§ **ACTIONS TO TAKE**:
**1)** In the article on the Yurok land return, what is the name of the returned land in the Yurok language?
**2)** From the article on the Yurok land return, extract the passage word for word, beginning at the words "For the tribe, redwoods" and stopping after "to restore it.".
**3)** Continue the article on the Yurok land return from its last sentence.

§ **GIVEN PASSAGE**:
((

The Yurok will be the first Native people to manage tribal land with the National Park Service under a historic memorandum of understanding signed on Tuesday by the tribe, Redwood national and state parks and the non-profit Save the Redwoods League.
The agreement “starts the process of changing the narrative about how, by whom and for whom we steward natural lands”, Sam Hodder, president and CEO of Save the Redwoods League, said in a statement.
The return of the 125 acres (50 hectares) of land – named ’O Rew in the Yurok language – more than a century after it was stolen from California’s largest tribe is proof of the “sheer will and perseverance of the Yurok people”, said Rosie Clayburn, the tribe’s cultural resources director. “We kind of don’t give up.”
For the tribe, redwoods are considered living beings and traditionally only fallen trees have been used to build their homes and canoes.
“As the original stewards of this land, we look forward to working together with the Redwood national and state parks to manage it,” Clayburn said. “This is work that we’ve always done, and continued to fight for, but I feel like the rest of world is catching up right now and starting to see that Native people know how to manage this land the best.”
The property is at the heart of the tribe’s ancestral land and was taken in the 1800s to exploit its old-growth redwoods and other natural resources, the tribe said. Save the Redwoods League bought the property in 2013 and began working with the tribe and others to restore it.
Much of the property was paved over by a lumber operation that worked there for 50 years and also buried Prairie Creek, where salmon would swim upstream from the Pacific to spawn.
Plans for ’O Rew include a traditional Yurok village of redwood plank houses and a sweat house. There also will be a new visitor and cultural center displaying scores of sacred artefacts from deerskins to baskets that have been returned to the tribe from university and museum collections, Clayburn said.

))

§ **RECORDS SUPPLIED**:
((

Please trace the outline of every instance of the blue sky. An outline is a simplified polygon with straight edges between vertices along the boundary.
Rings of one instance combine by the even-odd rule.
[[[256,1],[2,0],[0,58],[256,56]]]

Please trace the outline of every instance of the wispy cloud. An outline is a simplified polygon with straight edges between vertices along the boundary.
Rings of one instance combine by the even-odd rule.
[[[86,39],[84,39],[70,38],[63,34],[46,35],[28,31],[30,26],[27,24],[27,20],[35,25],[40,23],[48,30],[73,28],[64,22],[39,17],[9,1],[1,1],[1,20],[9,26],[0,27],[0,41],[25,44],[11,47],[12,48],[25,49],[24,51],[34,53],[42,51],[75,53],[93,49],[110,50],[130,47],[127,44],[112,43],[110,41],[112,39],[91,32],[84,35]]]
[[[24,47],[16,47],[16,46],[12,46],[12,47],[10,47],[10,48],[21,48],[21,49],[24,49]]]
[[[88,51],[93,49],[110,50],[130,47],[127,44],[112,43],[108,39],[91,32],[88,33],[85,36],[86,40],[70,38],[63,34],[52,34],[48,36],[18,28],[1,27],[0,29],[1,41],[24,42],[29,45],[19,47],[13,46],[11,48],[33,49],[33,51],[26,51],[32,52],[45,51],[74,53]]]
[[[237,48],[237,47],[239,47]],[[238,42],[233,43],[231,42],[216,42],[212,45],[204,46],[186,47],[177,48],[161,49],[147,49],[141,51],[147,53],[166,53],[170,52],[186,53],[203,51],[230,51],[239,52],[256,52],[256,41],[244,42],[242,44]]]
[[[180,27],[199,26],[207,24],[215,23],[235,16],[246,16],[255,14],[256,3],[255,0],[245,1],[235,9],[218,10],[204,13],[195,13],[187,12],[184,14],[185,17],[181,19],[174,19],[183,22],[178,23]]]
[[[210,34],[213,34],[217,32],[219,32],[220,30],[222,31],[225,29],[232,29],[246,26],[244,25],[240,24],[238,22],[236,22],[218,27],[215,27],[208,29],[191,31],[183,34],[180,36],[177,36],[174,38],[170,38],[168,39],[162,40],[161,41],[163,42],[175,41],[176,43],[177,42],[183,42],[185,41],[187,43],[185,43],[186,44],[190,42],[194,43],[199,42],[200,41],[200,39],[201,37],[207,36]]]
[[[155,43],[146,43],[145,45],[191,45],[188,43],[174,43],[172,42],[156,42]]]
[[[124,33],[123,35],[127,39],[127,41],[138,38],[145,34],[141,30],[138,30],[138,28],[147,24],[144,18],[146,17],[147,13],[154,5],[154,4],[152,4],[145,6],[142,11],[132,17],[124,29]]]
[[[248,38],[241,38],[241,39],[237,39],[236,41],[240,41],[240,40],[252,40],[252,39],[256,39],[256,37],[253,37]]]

))

§ **ANSWERS TO THE EXERCISES**:
**1)** ’O Rew

**2)**
For the tribe, redwoods are considered living beings and traditionally only fallen trees have been used to build their homes and canoes.
“As the original stewards of this land, we look forward to working together with the Redwood national and state parks to manage it,” Clayburn said. “This is work that we’ve always done, and continued to fight for, but I feel like the rest of world is catching up right now and starting to see that Native people know how to manage this land the best.”
The property is at the heart of the tribe’s ancestral land and was taken in the 1800s to exploit its old-growth redwoods and other natural resources, the tribe said. Save the Redwoods League bought the property in 2013 and began working with the tribe and others to restore it.

**3)**
It will add more than a mile (1.6km) of new trails, including a new segment of the California Coastal Trail, with interpretive exhibits. The trails will connect to many of the existing trails inside the parks, including to popular old-growth redwood groves.
The tribe had already been restoring salmon habitat for three years on the property, building a meandering stream channel, two connected ponds and about 20 acres (8 hectares) of floodplain while dismantling a defunct mill site. Crews also planted more than 50,000 native plants, including grass-like slough sedge, black cottonwood and coast redwood trees.
Salmon were once abundant in rivers and streams running through these redwood forests, But dams, logging, development and drought – due in part to the climate crisis – have destroyed the waterways and threatened many of these species. Last year, recreational and commercial king salmon fishing seasons were closed along much of the west coast due to near-record low numbers of the iconic fish returning to their spawning grounds.
The tribe will take ownership in 2026 of the land near the tiny northern California community of Orick in Humboldt county after restoration of a local tributary, Prairie Creek, is complete under the deal.
A growing Land Back movement has been returning Indigenous homelands to the descendants of those who lived there for millennia before European settlers arrived. That has seen Native American tribes taking a greater role in restoring rivers and lands to how they were before they were expropriated.
Last week, a 2.2-acre (0.9-hectare) parking lot was returned to the Ohlone people where they established the first human settlement beside San Francisco Bay 5,700 years ago. In 2022, more than 500 acres (200 hectares) of redwood forest on the Lost Coast were returned the InterTribal Sinkyone Wilderness Council, a group of 10 tribes.
The ’O Rew property represents just a tiny fraction of the more than 500,000 acres of the ancestral land of the Yurok, whose reservation straddles the lower 44 miles (70km) of the Klamath River. The Yurok tribe is also helping lead efforts in the largest dam removal project in US history along the California-Oregon border to restore the Klamath and boost the salmon population.
The Redwoods national park superintendent, Steve Mietz, praised the restoration of the area and its return to the tribe, saying it is “healing the land while healing the relationships among all the people who inhabit this magnificent forest”.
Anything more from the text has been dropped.